§ Tekstfragment:
____________________

Het boek geeft een bizar voorbeeld van de morele verwarring: “Op het Rembrandtplein brak rond 5 mei 1945 een psychologische oorlog uit waarbij de verschillende stromingen binnen de penoze elkaar ervan beschuldigden met de Duitsers te hebben gecollaboreerd. Meest gehanteerde wapen in dat oorlogje waren pamfletjes die her en der werden aangeplakt, en waarin tal van onderwereldfiguren (… ) werden genoemd. Een enkel café op het plein heeft nog altijd zo’n pamflet als curiosum achter de tap hangen.”
Binnen de BNV heerste kort na de oorlog chaos en twee chefs vochten elkaar de tent uit. Andries Riphagen wist, juist doordat hij zo fanatiek op joden en hun rijkdommen had gejaagd en bij tal van duistere zaken betrokken was geweest, precies hoe hij zijn eigen straatje kon schoonvegen en welke autoriteiten hij waarmee kon compromitteren. Hij werd weliswaar gearresteerd, maar verbleef niet in de gevangenis maar thuis bij een BNV-rechercheur, Frits Kerkhoven. Daar kon hij gaan en staan waar hij wilde; en op een dag was hij gevlogen.

____________________

§ Gegeven data:
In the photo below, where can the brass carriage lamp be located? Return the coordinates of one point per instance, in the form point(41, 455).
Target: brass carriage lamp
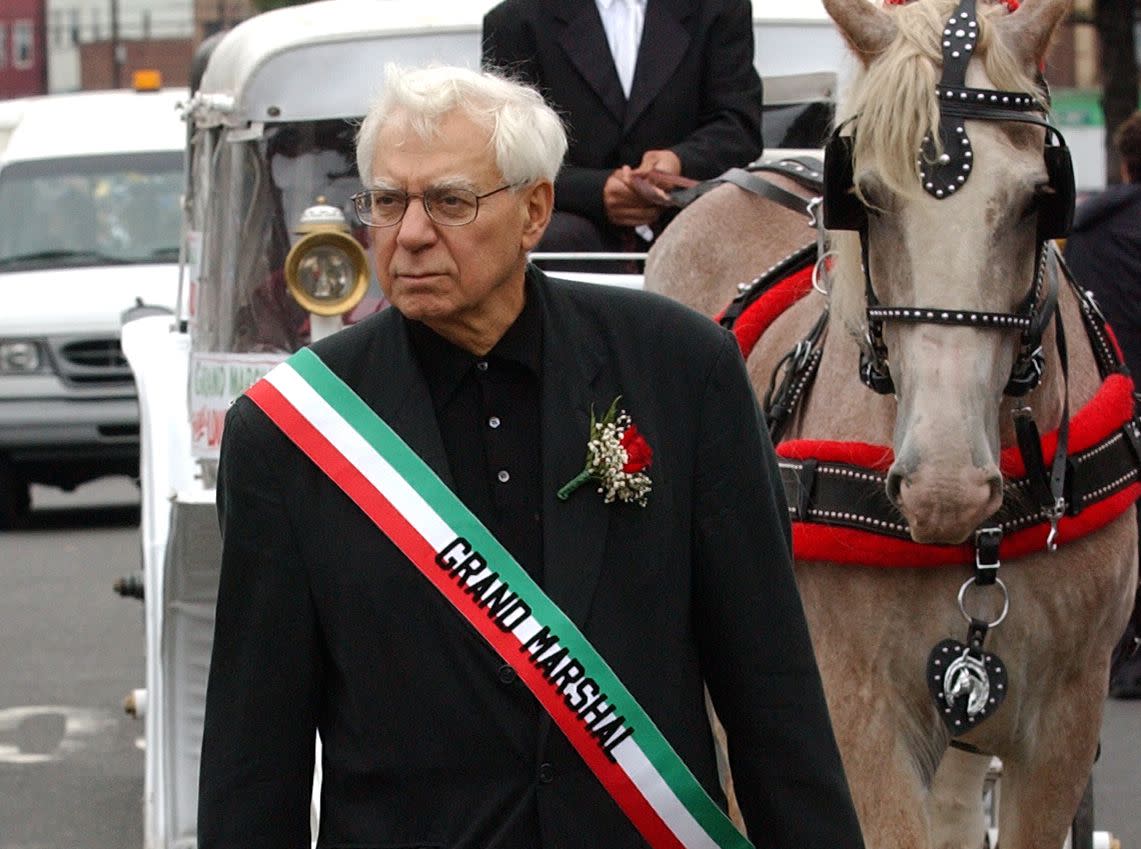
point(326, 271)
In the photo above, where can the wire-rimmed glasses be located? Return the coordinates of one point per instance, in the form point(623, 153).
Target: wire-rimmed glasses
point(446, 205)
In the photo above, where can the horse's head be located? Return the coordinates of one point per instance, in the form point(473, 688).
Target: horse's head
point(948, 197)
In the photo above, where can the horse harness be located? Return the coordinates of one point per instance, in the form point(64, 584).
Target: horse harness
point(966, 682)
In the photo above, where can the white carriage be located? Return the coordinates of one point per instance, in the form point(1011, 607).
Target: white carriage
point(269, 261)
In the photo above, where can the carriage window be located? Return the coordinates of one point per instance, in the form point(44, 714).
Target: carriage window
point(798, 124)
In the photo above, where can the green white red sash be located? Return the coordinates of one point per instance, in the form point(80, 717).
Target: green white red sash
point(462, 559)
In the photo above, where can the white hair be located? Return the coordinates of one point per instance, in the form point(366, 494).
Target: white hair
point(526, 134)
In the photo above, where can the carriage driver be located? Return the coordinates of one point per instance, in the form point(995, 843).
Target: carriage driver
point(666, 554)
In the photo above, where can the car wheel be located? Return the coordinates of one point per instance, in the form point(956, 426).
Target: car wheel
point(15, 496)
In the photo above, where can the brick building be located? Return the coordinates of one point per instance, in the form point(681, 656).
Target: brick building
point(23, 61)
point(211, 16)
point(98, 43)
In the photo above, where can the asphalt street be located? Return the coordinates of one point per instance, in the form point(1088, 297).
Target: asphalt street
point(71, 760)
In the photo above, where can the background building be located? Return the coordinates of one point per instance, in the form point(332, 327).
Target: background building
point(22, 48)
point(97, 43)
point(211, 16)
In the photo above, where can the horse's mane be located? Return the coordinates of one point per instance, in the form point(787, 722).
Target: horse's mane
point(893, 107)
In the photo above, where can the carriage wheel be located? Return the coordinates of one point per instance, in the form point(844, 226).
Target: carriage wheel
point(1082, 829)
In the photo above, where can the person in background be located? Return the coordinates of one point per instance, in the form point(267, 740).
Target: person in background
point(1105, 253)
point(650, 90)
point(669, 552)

____________________

§ Uit te voeren: Herschrijf in het tekstfragment het stuk vanaf "Binnen de BNV" tot en met "was hij gevlogen." en zet daarin "wanorde" in plaats van "chaos". Baseer je uitsluitend op het tekstfragment.

§ Resultaat:
Binnen de BNV heerste kort na de oorlog wanorde en twee chefs vochten elkaar de tent uit. Andries Riphagen wist, juist doordat hij zo fanatiek op joden en hun rijkdommen had gejaagd en bij tal van duistere zaken betrokken was geweest, precies hoe hij zijn eigen straatje kon schoonvegen en welke autoriteiten hij waarmee kon compromitteren. Hij werd weliswaar gearresteerd, maar verbleef niet in de gevangenis maar thuis bij een BNV-rechercheur, Frits Kerkhoven. Daar kon hij gaan en staan waar hij wilde; en op een dag was hij gevlogen.